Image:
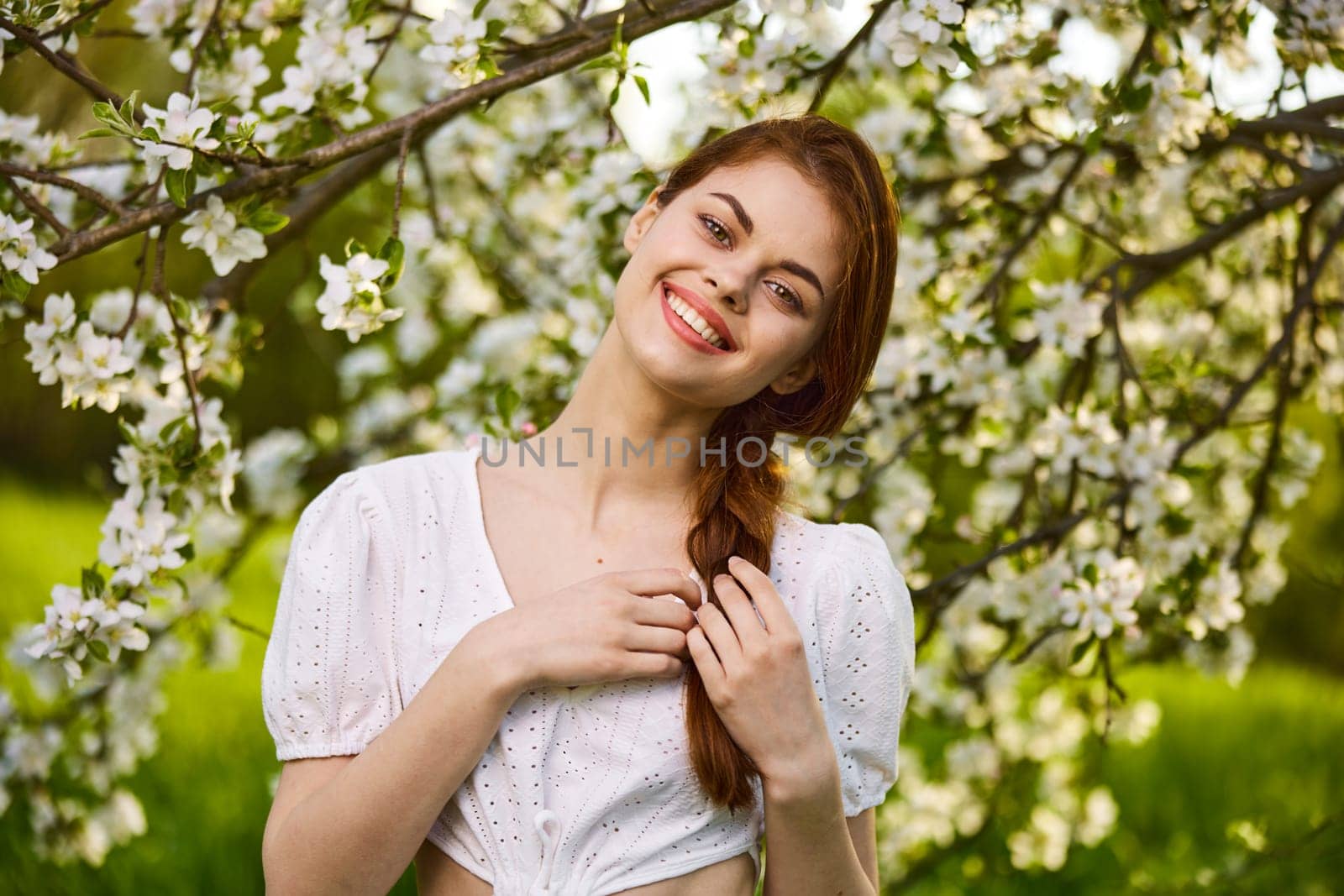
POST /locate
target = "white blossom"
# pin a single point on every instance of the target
(215, 231)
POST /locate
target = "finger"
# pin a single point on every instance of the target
(764, 595)
(656, 665)
(655, 640)
(706, 664)
(737, 606)
(662, 580)
(722, 638)
(665, 611)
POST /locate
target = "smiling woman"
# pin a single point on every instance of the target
(586, 679)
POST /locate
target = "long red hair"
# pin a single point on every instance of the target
(736, 503)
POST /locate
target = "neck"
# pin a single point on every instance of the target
(622, 452)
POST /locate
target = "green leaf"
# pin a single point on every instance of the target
(1155, 13)
(107, 114)
(394, 253)
(1081, 651)
(128, 432)
(92, 584)
(15, 285)
(1136, 98)
(1093, 143)
(965, 54)
(171, 429)
(506, 402)
(266, 221)
(179, 186)
(128, 107)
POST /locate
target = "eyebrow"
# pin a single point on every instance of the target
(748, 224)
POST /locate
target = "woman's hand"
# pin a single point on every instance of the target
(609, 627)
(759, 678)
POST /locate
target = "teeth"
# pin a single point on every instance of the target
(694, 318)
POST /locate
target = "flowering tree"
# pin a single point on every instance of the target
(1109, 295)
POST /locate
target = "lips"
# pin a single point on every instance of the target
(703, 309)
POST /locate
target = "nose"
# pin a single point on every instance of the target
(732, 296)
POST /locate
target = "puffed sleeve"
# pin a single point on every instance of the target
(329, 676)
(866, 625)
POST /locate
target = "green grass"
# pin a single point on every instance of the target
(1269, 752)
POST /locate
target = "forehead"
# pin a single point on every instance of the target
(792, 217)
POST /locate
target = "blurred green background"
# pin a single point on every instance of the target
(1268, 752)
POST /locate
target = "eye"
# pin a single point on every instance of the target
(792, 297)
(716, 228)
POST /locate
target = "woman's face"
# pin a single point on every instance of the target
(754, 250)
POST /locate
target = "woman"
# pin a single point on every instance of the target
(501, 671)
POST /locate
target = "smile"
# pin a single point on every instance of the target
(691, 327)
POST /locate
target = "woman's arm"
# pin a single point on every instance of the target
(354, 824)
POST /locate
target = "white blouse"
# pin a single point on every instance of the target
(582, 792)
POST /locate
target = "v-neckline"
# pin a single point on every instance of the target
(474, 479)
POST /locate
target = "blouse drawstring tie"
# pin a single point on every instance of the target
(542, 886)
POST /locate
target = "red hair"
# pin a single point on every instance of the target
(736, 504)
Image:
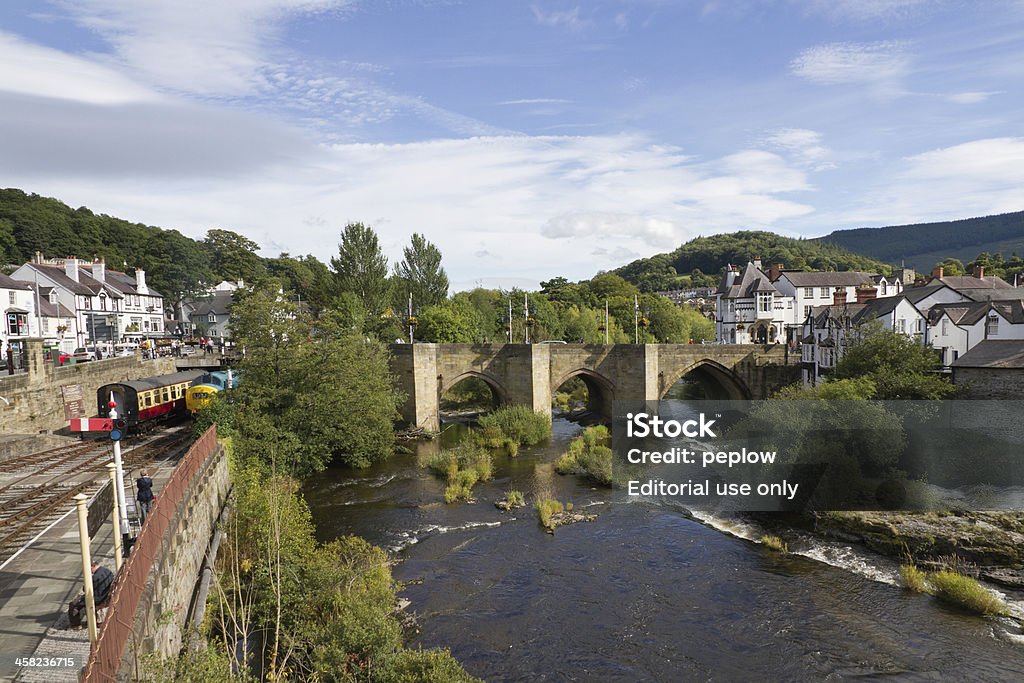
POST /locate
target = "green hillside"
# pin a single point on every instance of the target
(699, 261)
(924, 245)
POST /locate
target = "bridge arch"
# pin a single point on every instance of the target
(718, 381)
(600, 390)
(499, 393)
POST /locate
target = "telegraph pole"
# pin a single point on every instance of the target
(120, 492)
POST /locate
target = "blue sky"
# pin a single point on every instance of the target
(526, 139)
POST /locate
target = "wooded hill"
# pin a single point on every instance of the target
(923, 245)
(699, 261)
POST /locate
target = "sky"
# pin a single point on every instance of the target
(527, 139)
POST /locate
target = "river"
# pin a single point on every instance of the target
(647, 592)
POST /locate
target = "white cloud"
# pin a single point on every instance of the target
(883, 62)
(975, 178)
(865, 10)
(972, 97)
(537, 100)
(194, 46)
(568, 18)
(33, 70)
(803, 145)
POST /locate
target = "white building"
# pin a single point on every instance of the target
(956, 328)
(109, 305)
(829, 330)
(19, 321)
(749, 308)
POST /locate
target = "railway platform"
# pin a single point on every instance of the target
(40, 579)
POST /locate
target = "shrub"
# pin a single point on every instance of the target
(463, 466)
(519, 423)
(588, 456)
(966, 592)
(546, 508)
(913, 579)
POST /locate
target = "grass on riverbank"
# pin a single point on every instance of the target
(774, 543)
(518, 424)
(463, 466)
(953, 588)
(589, 456)
(546, 508)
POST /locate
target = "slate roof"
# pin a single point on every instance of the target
(837, 279)
(969, 312)
(992, 353)
(217, 303)
(8, 283)
(752, 281)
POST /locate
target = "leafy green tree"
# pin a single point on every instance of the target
(232, 256)
(897, 366)
(361, 267)
(311, 385)
(421, 274)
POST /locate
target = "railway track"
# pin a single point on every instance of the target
(37, 488)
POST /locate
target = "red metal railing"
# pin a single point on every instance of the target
(108, 651)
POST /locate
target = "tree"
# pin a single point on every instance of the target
(232, 256)
(421, 274)
(311, 385)
(361, 267)
(898, 366)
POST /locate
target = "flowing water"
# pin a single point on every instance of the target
(647, 591)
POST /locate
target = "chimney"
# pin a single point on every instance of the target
(730, 276)
(99, 270)
(71, 267)
(140, 285)
(866, 293)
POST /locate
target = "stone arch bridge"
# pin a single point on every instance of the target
(527, 374)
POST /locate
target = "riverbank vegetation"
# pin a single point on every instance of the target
(296, 608)
(954, 588)
(518, 424)
(463, 466)
(589, 456)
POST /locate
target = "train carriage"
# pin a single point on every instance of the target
(147, 400)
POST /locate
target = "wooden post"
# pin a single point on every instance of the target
(83, 532)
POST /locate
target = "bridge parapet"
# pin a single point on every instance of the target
(526, 374)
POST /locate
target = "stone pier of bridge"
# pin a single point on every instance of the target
(528, 374)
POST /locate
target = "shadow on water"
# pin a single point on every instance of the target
(644, 593)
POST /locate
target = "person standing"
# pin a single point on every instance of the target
(143, 486)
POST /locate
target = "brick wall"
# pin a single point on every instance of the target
(34, 401)
(1001, 383)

- - - - - - -

TASK:
From the listing above, pull out every line that contains the word "bridge" and copy each one in full.

SOLUTION:
target = "bridge arch"
target = "stone arch bridge"
target = "bridge parapet"
target = "stone pier of bridge"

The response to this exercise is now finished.